Format all of the data below as a Markdown table with two columns, Number and Entry. Give each line its own row in order, and leave out any blank lines.

#### [TASK INPUTS]
# # # # #

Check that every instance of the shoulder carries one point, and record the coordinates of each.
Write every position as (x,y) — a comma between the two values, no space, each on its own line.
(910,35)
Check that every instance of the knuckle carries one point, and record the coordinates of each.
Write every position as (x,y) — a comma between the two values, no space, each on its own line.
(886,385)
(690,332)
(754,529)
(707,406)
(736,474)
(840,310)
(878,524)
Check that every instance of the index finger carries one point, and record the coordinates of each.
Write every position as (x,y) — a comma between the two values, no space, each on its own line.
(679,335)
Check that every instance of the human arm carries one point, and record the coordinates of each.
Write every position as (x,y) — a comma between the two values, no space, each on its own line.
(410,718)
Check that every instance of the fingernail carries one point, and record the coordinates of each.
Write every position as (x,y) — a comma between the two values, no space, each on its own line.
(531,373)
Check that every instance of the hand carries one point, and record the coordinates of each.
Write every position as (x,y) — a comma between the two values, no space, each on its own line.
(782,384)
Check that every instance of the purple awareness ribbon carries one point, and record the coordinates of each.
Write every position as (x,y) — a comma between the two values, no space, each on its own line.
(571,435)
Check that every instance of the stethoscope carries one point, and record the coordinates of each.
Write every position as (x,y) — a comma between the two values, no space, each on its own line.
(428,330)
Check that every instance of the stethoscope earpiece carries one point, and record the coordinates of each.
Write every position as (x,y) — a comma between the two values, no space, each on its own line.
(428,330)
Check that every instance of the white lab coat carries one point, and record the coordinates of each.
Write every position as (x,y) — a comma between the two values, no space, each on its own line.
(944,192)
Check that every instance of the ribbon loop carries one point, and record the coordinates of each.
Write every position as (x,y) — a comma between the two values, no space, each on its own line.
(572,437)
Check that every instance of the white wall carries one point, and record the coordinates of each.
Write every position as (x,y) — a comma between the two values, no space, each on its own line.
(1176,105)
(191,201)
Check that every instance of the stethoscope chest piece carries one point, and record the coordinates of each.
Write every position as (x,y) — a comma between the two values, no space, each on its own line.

# # # # #

#### [TASK ANSWER]
| Number | Entry |
|---|---|
| 1 | Check that every instance of the shoulder carries one point, and record the coordinates of each. |
| 2 | Write every position as (x,y) — a comma between the two values, no space, each on its own line. |
| 3 | (910,35) |
| 4 | Check that every instance of the knuckle carries one point, and record the coordinates of each. |
| 5 | Write every position as (x,y) — a comma between the two values, no space, each on its own line. |
| 6 | (886,385) |
| 7 | (690,332) |
| 8 | (754,529) |
| 9 | (707,406) |
| 10 | (736,474) |
| 11 | (840,310) |
| 12 | (878,524) |
| 13 | Check that every instance of the index finger carries one point, and record the coordinates of each. |
| 14 | Write every position as (x,y) — a comma between the two values, no space, each on its own line. |
| 15 | (679,335) |
| 16 | Check that every instance of the human arm carries one point, and record the coordinates of each. |
| 17 | Write every position as (x,y) — a comma between the two values, no space, each on its own line. |
| 18 | (410,718) |
| 19 | Check that every instance of the fingernail carries one point, and record the coordinates of each. |
| 20 | Write every position as (x,y) — a comma between the two values, no space, each on its own line. |
| 21 | (531,373) |
| 22 | Check that every instance of the hand carries one point, and record the coordinates of each. |
| 23 | Write every position as (x,y) — a comma between the two values, no space, each on its own line. |
| 24 | (782,384) |
| 25 | Check that every instance of the purple awareness ribbon carries one point, and record the coordinates of each. |
| 26 | Write every position as (x,y) — a comma between the two values, no space, each on its own line. |
| 27 | (571,435) |
| 28 | Check that every instance of the stethoscope carries one point, and record the coordinates of each. |
| 29 | Write every position as (x,y) — a comma between the two values, no space, each on its own line. |
| 30 | (428,330) |
| 31 | Check that every instance of the stethoscope earpiece carries one point, and record the coordinates of each. |
| 32 | Write every position as (x,y) — a comma between the two values, no space, each on its own line. |
| 33 | (428,330) |
| 34 | Check that every instance of the white lab coat carries one point, and record the coordinates of each. |
| 35 | Write every position as (x,y) — a comma between the two values, no space, each on its own line. |
| 36 | (944,192) |
| 37 | Check that every instance of the ribbon loop carries one point, and record the coordinates of each. |
| 38 | Write every position as (x,y) — a comma between the two values, no space, each on its own line. |
| 39 | (572,437) |
| 40 | Check that every instance of the white wall carries one point, and record the coordinates of each. |
| 41 | Write every position as (x,y) — a comma between the two values, no space, each on its own line. |
| 42 | (1176,105) |
| 43 | (191,201) |
| 44 | Check that every instance of the stethoscope chest piece carries one point, and record the coordinates of each. |
| 45 | Write every position as (x,y) — a comma between the two values, no space, each on its own line. |